### SUPPLIED PASSAGE
━━━━━━━━
Consolidation parameters
You can learn about the effect of the different "sm.consolidation.\*"
parameters in Consolidation. For a full list of configuration parameters related to consolidation, refer to Configuration: Consolidation and Vacuuming.
Memory budget
The "sm.memory_budget"
and "sm.memory_budget_var"
parameters control the memory budget, which caps the total number of bytes that TileDB for each fixed-length or variable-length attribute during reads. This can prevent out-of-memory issues when a read query overlaps with many tiles that TileDB must fetch and decompress in memory. For large subarrays, this may lead to incomplete queries.
Concurrency
TileDB controls concurrency by the "sm.compute_concurrency_level"
and "sm.io_concurrency_level"
parameters. "sm.compute_concurrency_level"
is the upper limit on the number of OS threads TileDB will use for compute-bound tasks, whereas "sm.io_concurrency_level"
is the upper limit of the number of OS threads TileDB will use for I/O-bound tasks. These parameters default to the number of logical cores on the system.
VFS read batching
During read queries, the VFS will batch reads for distinct tiles that are physically close together (but not necessarily adjacent) in the same file. The "vfs.min_batch_size"
parameter sets the minimum size in bytes required for a single batched read operation. The VFS will use this parameter to group “close by” tiles into the same batch, if the new batch size is smaller than or equal to "vfs.min_batch_size"
━━━━━━━━
Items from a dataset:
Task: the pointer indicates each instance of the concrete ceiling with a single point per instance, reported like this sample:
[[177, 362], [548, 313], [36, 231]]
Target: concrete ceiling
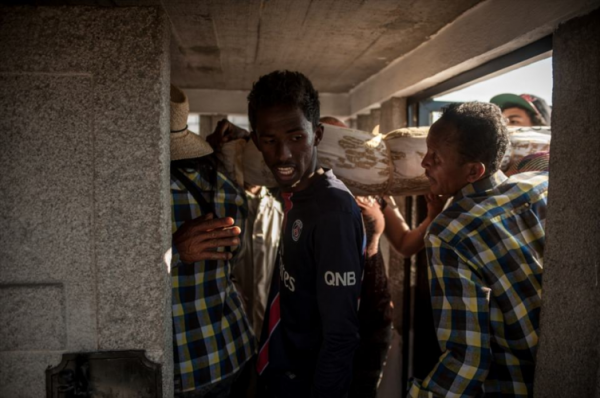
[[228, 44]]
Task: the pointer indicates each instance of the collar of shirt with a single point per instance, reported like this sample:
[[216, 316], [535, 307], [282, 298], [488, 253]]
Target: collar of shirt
[[483, 185]]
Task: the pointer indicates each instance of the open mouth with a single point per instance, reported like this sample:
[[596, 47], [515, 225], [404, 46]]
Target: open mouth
[[285, 172]]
━━━━━━━━
### YOUR TASKS
1. Reproduce the part of the TileDB parameters text that opens with the words containing "is the upper limit on" and closes with "on the system.".
2. Pick up the TileDB parameters text after its final sentence and keep writing it.

### ANSWERS FOR THIS EXERCISE
1.
is the upper limit on the number of OS threads TileDB will use for compute-bound tasks, whereas "sm.io_concurrency_level"
is the upper limit of the number of OS threads TileDB will use for I/O-bound tasks. These parameters default to the number of logical cores on the system.

2.
. This can help minimize the I/O latency that can come with many, very small VFS read operations. Similarly, "vfs.min_batch_gap"
defines the minimum number of bytes between the end of one batch and the start of the next one. If two batches are fewer bytes apart than "vfs.min_batch_gap"
, TileDB stitches them together into a single batch read operation. This can help better group and parallelize over “adjacent” batch read operations.
Cloud object store parallelism
"vfs.<backend>.max_parallel_ops"
controls the level of parallelism, with <backend>
being any of s3
, azure
, or gcs
, depending on your cloud storage backend. This decides the maximum number of parallel operations for s3://
, azure://
, or gcs://
URIs independently of the VFS thread pool size, so you can oversubscribe or undersubscribe VFS threads. Oversubscription can sometimes be useful with cloud object stores, to help hide I/O latency.
Cloud object store write size
Replacing "vfs.min_parallel_size"
for cloud storage objects, the "vfs.<backend>.multipart_part_size"
parameter controls the minimum part size of cloud object storage multi-part writes, with <backend>
being any of s3
, azure
, or gcs
, depending on your cloud storage backend.
Note that TileDB buffers a specific number of bytes in memory before submitting a write request, represented by the formula \(S × O\), with \(S\) being the value of "vfs.<backend>.multipart_part_size"
and \(O\) being the value of "vfs.<backend>.max_parallel_ops"
. After TileDB sets the buffer, it issues the multipart write in parallel.
Python multiprocessing
TileDB’s Python integration works well with Python’s multiprocessing
package and the ProcessPoolExecutor
and ThreadPoolExecutor
classes of the concurrent.futures
package. You can find a large usage example demonstrating parallel CSV ingestion in the TileDB-Inc/TileDB-Py repo. You can run this example in either ThreadPool
or ProcessPool
mode.
The default multiprocessing
execution method for ProcessPoolExecutor
on Linux is not compatible with TileDB (nor with most other multi-threaded applications) due to complications of the global process state with the fork
start method. You must use ProcessPoolExecutor
with multiprocessing.set_start_method("spawn")
to avoid unexpected behavior, such as hangs and crashes.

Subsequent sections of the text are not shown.